» Aim of the exercise
Only the lines from the one containing "Need: a dot on every instance of the plaid" to the end of the listing below should be returned, exactly as written and without pictures.

Given information below:

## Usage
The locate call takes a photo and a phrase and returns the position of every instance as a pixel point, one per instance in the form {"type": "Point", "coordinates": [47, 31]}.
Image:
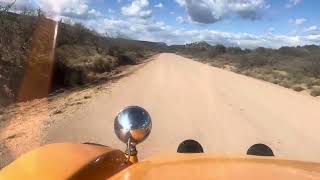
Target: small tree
{"type": "Point", "coordinates": [5, 8]}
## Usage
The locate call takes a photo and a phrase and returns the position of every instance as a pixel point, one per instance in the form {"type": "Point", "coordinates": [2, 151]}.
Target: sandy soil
{"type": "Point", "coordinates": [226, 112]}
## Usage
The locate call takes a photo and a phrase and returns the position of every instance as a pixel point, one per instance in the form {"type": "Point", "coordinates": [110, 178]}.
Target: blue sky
{"type": "Point", "coordinates": [244, 23]}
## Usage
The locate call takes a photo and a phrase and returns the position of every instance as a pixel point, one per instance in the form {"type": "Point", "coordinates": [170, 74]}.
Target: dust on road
{"type": "Point", "coordinates": [226, 112]}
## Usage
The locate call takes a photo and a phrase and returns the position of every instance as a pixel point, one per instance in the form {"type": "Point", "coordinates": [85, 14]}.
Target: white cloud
{"type": "Point", "coordinates": [181, 2]}
{"type": "Point", "coordinates": [138, 8]}
{"type": "Point", "coordinates": [210, 11]}
{"type": "Point", "coordinates": [298, 21]}
{"type": "Point", "coordinates": [151, 30]}
{"type": "Point", "coordinates": [160, 5]}
{"type": "Point", "coordinates": [181, 20]}
{"type": "Point", "coordinates": [292, 3]}
{"type": "Point", "coordinates": [314, 30]}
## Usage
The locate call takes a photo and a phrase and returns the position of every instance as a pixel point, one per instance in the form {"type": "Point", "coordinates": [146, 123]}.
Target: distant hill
{"type": "Point", "coordinates": [81, 55]}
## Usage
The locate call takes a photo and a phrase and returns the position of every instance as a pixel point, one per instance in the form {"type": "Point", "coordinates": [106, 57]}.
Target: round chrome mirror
{"type": "Point", "coordinates": [133, 124]}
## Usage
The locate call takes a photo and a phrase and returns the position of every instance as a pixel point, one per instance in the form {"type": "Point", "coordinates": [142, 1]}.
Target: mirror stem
{"type": "Point", "coordinates": [131, 152]}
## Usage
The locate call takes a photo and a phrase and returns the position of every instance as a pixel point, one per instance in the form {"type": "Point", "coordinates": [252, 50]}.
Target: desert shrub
{"type": "Point", "coordinates": [293, 51]}
{"type": "Point", "coordinates": [315, 91]}
{"type": "Point", "coordinates": [254, 60]}
{"type": "Point", "coordinates": [314, 66]}
{"type": "Point", "coordinates": [286, 83]}
{"type": "Point", "coordinates": [298, 88]}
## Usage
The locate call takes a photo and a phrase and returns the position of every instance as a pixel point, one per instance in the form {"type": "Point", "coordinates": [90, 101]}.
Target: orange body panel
{"type": "Point", "coordinates": [66, 161]}
{"type": "Point", "coordinates": [204, 166]}
{"type": "Point", "coordinates": [81, 161]}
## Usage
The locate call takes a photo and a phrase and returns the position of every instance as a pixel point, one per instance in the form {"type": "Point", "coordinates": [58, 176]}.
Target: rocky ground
{"type": "Point", "coordinates": [23, 124]}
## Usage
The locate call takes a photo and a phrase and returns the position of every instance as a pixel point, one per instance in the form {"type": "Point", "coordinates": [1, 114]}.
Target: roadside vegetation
{"type": "Point", "coordinates": [297, 68]}
{"type": "Point", "coordinates": [82, 56]}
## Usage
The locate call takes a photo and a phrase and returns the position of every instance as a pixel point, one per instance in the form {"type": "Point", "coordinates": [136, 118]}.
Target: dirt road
{"type": "Point", "coordinates": [225, 111]}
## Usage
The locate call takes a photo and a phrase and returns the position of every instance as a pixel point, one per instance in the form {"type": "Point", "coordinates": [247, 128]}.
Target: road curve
{"type": "Point", "coordinates": [226, 112]}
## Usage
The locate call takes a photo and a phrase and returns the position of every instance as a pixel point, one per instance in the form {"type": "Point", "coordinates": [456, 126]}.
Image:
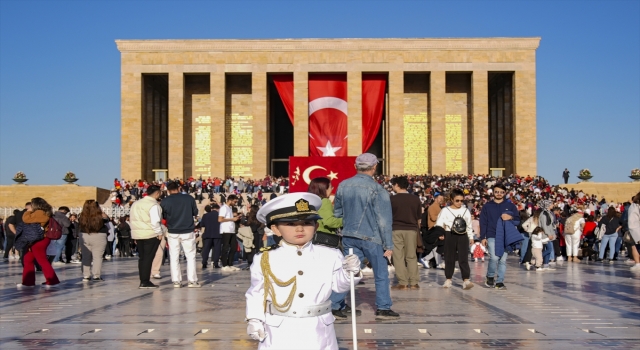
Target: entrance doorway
{"type": "Point", "coordinates": [280, 132]}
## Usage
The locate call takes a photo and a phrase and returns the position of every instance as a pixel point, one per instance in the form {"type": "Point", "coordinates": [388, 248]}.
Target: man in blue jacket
{"type": "Point", "coordinates": [211, 238]}
{"type": "Point", "coordinates": [491, 212]}
{"type": "Point", "coordinates": [367, 222]}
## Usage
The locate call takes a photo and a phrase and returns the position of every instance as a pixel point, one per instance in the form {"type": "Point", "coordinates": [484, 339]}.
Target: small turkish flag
{"type": "Point", "coordinates": [304, 169]}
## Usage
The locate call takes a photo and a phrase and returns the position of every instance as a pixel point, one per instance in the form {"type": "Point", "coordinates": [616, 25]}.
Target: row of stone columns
{"type": "Point", "coordinates": [524, 121]}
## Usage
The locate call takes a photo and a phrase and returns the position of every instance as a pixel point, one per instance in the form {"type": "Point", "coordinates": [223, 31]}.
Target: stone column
{"type": "Point", "coordinates": [216, 92]}
{"type": "Point", "coordinates": [525, 122]}
{"type": "Point", "coordinates": [480, 125]}
{"type": "Point", "coordinates": [396, 123]}
{"type": "Point", "coordinates": [437, 106]}
{"type": "Point", "coordinates": [260, 125]}
{"type": "Point", "coordinates": [354, 117]}
{"type": "Point", "coordinates": [131, 132]}
{"type": "Point", "coordinates": [176, 125]}
{"type": "Point", "coordinates": [301, 114]}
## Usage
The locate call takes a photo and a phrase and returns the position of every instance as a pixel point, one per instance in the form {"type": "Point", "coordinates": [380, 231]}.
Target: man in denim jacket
{"type": "Point", "coordinates": [366, 211]}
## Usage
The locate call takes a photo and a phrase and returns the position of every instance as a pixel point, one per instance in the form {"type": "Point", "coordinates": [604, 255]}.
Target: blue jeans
{"type": "Point", "coordinates": [547, 254]}
{"type": "Point", "coordinates": [60, 244]}
{"type": "Point", "coordinates": [524, 245]}
{"type": "Point", "coordinates": [374, 253]}
{"type": "Point", "coordinates": [495, 262]}
{"type": "Point", "coordinates": [611, 241]}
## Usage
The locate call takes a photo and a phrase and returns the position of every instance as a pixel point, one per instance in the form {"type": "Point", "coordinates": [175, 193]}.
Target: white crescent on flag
{"type": "Point", "coordinates": [328, 102]}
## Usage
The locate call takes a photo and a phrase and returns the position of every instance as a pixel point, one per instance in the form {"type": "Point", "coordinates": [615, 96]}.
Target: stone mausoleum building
{"type": "Point", "coordinates": [242, 107]}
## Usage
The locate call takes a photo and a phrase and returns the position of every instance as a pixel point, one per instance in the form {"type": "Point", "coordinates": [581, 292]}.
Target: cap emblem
{"type": "Point", "coordinates": [302, 206]}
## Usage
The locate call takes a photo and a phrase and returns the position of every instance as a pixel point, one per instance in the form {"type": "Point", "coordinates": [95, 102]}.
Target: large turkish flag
{"type": "Point", "coordinates": [328, 115]}
{"type": "Point", "coordinates": [304, 169]}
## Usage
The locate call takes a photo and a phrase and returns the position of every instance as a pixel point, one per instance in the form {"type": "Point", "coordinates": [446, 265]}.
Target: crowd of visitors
{"type": "Point", "coordinates": [125, 192]}
{"type": "Point", "coordinates": [409, 221]}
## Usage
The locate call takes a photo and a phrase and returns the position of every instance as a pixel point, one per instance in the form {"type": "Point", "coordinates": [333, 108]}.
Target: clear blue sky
{"type": "Point", "coordinates": [60, 70]}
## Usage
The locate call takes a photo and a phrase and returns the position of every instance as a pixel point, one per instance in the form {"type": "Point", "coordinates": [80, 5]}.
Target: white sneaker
{"type": "Point", "coordinates": [466, 285]}
{"type": "Point", "coordinates": [423, 263]}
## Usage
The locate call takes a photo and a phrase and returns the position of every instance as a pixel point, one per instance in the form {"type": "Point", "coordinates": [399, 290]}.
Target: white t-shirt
{"type": "Point", "coordinates": [577, 227]}
{"type": "Point", "coordinates": [227, 213]}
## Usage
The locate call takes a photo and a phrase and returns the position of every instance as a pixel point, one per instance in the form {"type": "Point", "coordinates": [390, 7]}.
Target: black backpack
{"type": "Point", "coordinates": [459, 225]}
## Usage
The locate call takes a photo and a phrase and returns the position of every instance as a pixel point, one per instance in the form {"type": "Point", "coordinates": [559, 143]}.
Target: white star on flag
{"type": "Point", "coordinates": [328, 150]}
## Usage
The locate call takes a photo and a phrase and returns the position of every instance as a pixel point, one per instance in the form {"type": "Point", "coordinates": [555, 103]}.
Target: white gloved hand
{"type": "Point", "coordinates": [255, 329]}
{"type": "Point", "coordinates": [351, 263]}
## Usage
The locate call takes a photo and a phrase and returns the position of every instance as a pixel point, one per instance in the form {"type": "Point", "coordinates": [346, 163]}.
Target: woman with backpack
{"type": "Point", "coordinates": [528, 226]}
{"type": "Point", "coordinates": [455, 220]}
{"type": "Point", "coordinates": [94, 232]}
{"type": "Point", "coordinates": [124, 237]}
{"type": "Point", "coordinates": [613, 225]}
{"type": "Point", "coordinates": [32, 242]}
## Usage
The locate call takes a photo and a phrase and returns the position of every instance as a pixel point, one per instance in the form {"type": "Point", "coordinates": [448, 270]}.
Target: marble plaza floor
{"type": "Point", "coordinates": [586, 306]}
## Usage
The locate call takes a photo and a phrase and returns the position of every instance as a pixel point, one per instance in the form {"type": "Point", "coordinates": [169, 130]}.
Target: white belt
{"type": "Point", "coordinates": [302, 311]}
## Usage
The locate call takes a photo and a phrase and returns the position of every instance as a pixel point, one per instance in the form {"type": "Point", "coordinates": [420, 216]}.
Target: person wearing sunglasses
{"type": "Point", "coordinates": [455, 220]}
{"type": "Point", "coordinates": [498, 208]}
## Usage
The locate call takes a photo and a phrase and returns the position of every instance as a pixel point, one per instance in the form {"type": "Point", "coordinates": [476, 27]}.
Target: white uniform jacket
{"type": "Point", "coordinates": [319, 271]}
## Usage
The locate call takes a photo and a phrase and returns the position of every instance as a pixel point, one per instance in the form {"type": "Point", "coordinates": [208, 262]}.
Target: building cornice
{"type": "Point", "coordinates": [284, 45]}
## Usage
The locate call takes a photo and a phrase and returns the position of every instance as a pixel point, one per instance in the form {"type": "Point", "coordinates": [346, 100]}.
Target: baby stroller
{"type": "Point", "coordinates": [589, 253]}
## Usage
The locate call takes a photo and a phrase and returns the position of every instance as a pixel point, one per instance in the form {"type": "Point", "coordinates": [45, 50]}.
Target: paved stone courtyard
{"type": "Point", "coordinates": [586, 306]}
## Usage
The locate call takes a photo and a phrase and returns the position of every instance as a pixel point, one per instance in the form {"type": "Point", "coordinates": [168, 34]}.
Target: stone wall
{"type": "Point", "coordinates": [57, 195]}
{"type": "Point", "coordinates": [612, 191]}
{"type": "Point", "coordinates": [440, 59]}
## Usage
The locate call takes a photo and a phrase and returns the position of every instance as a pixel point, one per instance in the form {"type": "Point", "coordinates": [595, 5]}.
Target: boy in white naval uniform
{"type": "Point", "coordinates": [288, 304]}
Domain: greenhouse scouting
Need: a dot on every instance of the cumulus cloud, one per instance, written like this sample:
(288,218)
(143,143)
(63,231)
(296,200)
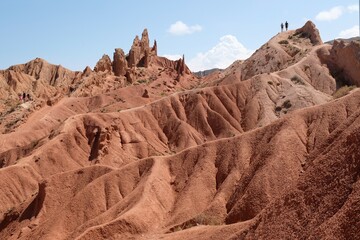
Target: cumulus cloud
(172,56)
(332,14)
(351,32)
(353,8)
(180,28)
(336,12)
(221,55)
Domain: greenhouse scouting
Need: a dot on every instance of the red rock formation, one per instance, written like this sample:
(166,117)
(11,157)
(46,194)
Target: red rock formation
(87,71)
(134,53)
(119,64)
(310,31)
(154,49)
(139,54)
(104,64)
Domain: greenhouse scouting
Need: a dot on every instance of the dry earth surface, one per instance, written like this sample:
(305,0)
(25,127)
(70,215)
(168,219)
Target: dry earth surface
(140,148)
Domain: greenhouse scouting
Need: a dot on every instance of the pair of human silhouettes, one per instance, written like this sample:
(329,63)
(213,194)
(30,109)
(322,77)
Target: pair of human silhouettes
(286,26)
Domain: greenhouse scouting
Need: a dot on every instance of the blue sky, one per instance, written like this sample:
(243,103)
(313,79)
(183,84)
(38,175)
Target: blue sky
(210,33)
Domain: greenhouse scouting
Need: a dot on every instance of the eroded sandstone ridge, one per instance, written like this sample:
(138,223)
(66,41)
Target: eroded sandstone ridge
(140,148)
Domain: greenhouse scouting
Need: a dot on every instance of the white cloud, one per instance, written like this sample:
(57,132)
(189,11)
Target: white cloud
(332,14)
(180,28)
(353,8)
(349,33)
(173,57)
(221,55)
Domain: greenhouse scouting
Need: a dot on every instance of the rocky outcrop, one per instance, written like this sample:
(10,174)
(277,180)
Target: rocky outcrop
(154,49)
(87,71)
(310,31)
(134,53)
(119,64)
(140,53)
(104,64)
(145,94)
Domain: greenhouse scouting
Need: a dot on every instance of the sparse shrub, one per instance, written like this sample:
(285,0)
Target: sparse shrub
(343,91)
(202,219)
(287,104)
(297,80)
(142,81)
(284,42)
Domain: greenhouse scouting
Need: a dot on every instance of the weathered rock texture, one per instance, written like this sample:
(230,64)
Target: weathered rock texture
(310,31)
(103,65)
(254,154)
(119,63)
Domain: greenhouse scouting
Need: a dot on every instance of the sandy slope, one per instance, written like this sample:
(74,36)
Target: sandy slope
(259,151)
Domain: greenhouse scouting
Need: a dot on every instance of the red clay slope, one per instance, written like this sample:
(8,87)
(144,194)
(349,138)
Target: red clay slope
(270,157)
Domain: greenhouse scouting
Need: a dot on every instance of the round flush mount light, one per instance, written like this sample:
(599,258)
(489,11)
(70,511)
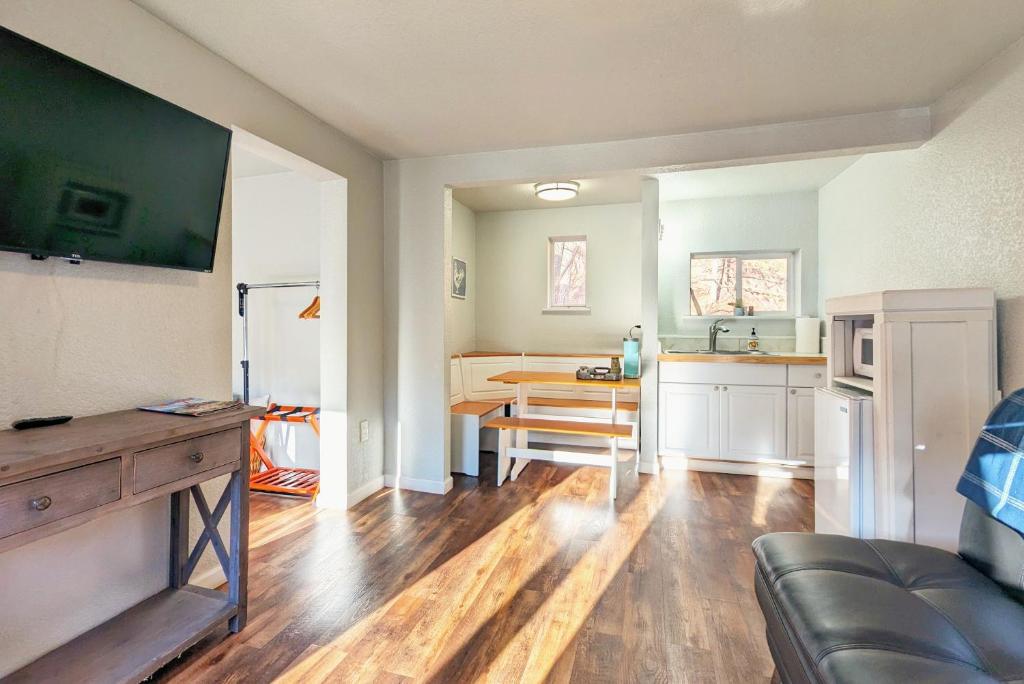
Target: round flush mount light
(559,191)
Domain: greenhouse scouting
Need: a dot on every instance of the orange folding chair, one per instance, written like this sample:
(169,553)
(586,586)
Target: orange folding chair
(278,479)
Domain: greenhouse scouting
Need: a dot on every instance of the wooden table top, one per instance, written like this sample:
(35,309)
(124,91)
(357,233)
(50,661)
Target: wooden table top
(781,358)
(551,378)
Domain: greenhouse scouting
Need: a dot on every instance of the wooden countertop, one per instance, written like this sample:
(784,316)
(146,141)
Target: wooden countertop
(783,357)
(478,354)
(548,378)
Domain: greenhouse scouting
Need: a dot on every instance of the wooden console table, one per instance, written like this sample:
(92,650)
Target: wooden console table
(58,477)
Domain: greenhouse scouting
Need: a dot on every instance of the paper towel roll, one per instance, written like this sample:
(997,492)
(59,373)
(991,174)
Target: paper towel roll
(808,336)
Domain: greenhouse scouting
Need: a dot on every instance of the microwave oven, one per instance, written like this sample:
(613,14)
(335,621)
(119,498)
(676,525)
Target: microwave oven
(863,352)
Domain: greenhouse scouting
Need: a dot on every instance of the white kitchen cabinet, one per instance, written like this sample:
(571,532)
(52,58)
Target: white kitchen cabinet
(738,414)
(800,425)
(689,421)
(753,423)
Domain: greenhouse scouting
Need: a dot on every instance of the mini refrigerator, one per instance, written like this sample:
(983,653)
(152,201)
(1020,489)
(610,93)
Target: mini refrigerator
(844,464)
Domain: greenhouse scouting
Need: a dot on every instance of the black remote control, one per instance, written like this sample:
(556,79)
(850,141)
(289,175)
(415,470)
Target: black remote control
(27,423)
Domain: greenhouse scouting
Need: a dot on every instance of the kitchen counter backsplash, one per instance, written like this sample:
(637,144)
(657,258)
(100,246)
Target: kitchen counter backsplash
(727,342)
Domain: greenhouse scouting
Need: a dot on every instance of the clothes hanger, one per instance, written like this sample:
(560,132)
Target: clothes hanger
(311,311)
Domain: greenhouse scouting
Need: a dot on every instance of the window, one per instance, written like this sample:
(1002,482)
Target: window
(720,282)
(567,272)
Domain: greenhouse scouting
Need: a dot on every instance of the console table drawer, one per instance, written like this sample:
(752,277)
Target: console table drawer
(36,502)
(183,459)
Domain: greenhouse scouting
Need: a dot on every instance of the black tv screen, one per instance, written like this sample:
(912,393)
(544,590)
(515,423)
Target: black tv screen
(93,168)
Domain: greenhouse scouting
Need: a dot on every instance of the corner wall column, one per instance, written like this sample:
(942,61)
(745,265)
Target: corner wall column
(649,228)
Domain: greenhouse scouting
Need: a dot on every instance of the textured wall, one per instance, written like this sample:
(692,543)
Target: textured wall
(949,214)
(512,279)
(462,312)
(95,338)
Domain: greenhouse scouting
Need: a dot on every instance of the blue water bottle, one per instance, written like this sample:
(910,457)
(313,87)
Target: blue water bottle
(631,354)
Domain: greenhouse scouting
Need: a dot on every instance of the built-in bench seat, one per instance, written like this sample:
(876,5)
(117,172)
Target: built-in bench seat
(477,409)
(610,431)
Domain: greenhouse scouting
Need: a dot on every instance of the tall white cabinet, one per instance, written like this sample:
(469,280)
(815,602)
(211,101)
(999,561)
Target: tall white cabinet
(934,384)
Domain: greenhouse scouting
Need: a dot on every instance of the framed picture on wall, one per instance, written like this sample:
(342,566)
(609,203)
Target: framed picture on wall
(458,279)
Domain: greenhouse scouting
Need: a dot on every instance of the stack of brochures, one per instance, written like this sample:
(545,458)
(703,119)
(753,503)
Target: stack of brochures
(193,407)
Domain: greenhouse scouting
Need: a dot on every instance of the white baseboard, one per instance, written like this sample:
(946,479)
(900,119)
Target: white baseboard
(649,468)
(737,468)
(367,489)
(429,486)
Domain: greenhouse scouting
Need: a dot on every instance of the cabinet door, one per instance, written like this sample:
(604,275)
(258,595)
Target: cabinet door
(800,425)
(753,420)
(688,420)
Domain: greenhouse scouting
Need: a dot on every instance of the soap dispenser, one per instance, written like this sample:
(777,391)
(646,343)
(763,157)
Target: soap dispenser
(752,341)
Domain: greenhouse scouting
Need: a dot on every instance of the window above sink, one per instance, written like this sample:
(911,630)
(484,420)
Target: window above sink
(721,281)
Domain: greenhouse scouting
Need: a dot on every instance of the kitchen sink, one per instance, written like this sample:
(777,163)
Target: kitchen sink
(723,352)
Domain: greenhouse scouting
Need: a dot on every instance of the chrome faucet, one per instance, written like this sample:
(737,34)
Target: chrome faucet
(713,332)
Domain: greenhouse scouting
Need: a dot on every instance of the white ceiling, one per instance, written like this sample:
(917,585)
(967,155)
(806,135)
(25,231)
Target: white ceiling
(760,179)
(611,189)
(771,178)
(410,78)
(246,164)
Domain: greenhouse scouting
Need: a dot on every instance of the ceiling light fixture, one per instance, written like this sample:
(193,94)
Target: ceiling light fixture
(559,191)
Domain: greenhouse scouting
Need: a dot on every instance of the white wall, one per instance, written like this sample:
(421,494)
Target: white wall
(949,214)
(417,353)
(276,222)
(512,252)
(462,312)
(97,337)
(786,222)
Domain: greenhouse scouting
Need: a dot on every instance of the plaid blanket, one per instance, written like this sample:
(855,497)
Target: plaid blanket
(994,474)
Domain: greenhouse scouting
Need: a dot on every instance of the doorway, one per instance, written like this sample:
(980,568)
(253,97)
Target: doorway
(289,225)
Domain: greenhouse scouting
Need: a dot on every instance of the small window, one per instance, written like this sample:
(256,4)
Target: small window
(567,272)
(719,282)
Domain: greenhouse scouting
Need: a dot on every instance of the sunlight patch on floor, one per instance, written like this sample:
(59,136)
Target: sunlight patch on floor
(483,583)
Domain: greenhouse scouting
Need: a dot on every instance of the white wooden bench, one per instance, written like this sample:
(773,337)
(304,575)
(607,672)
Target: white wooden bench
(506,426)
(468,417)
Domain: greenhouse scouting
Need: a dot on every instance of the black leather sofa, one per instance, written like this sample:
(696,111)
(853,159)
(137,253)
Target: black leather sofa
(844,609)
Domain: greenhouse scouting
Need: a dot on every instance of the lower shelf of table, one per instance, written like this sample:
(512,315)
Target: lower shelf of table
(131,646)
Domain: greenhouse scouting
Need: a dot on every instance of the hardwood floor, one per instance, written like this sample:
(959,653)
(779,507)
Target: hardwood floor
(537,581)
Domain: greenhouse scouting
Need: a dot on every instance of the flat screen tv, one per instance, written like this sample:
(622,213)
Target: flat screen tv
(93,168)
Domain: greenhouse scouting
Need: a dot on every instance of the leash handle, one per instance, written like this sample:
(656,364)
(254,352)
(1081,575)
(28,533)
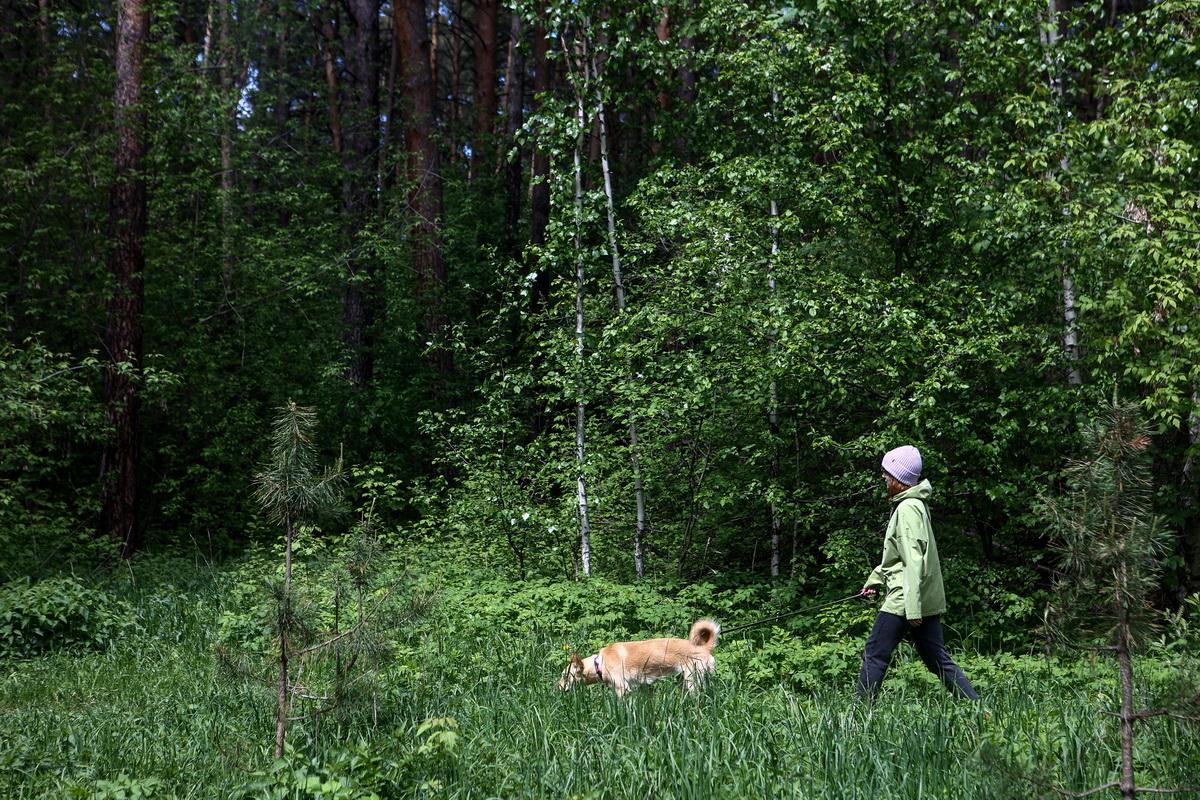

End of Given information.

» Completed exercise
Need: a dot on every instance of the plaid blanket, one per instance, written like this sample:
(855,497)
Target: plaid blanket
(994,474)
Domain: greenhouse scouting
Need: a dot on every instance of the doorway, one per instance, written like this sample:
(980,568)
(253,97)
Target: doorway
(289,225)
Domain: greenhouse scouting
Need: a dot on every instance of the small window, one per instance, written like this sample:
(256,4)
Target: small window
(567,272)
(719,282)
Domain: greenhouse scouting
Need: a dot on every instance of the sunlight patch on floor, one per instance, written like this sample:
(59,136)
Target: sunlight patch on floor
(483,583)
Domain: greenhouse scouting
Need: a dot on every instance of the white wooden bench, one per instance, written like this sample:
(773,337)
(304,575)
(607,672)
Target: white wooden bench
(506,426)
(468,417)
Domain: greenhouse scouting
Need: a dot on every instance of the black leather sofa, one per instance, written like this sample:
(696,111)
(853,159)
(137,253)
Target: black leather sofa
(844,609)
Domain: greenhouse scouting
Need: a dot on every instance of the lower shelf of table, one per instance, written like this sample:
(512,315)
Target: lower shelf of table
(131,646)
Domain: greenhouse scouting
Need: a dot on every instance of the hardwood floor, one per instance, written like this sample:
(959,653)
(779,507)
Target: hardwood floor
(537,581)
Domain: greenhouse scouting
Need: a dot on every instance of the flat screen tv, one per instance, written like this sample:
(622,213)
Target: flat screen tv
(93,168)
Domain: greenhouse scouting
Need: a dot on every instance of the leash handle, one per instance, written like this sample:
(656,364)
(254,352)
(1081,575)
(28,533)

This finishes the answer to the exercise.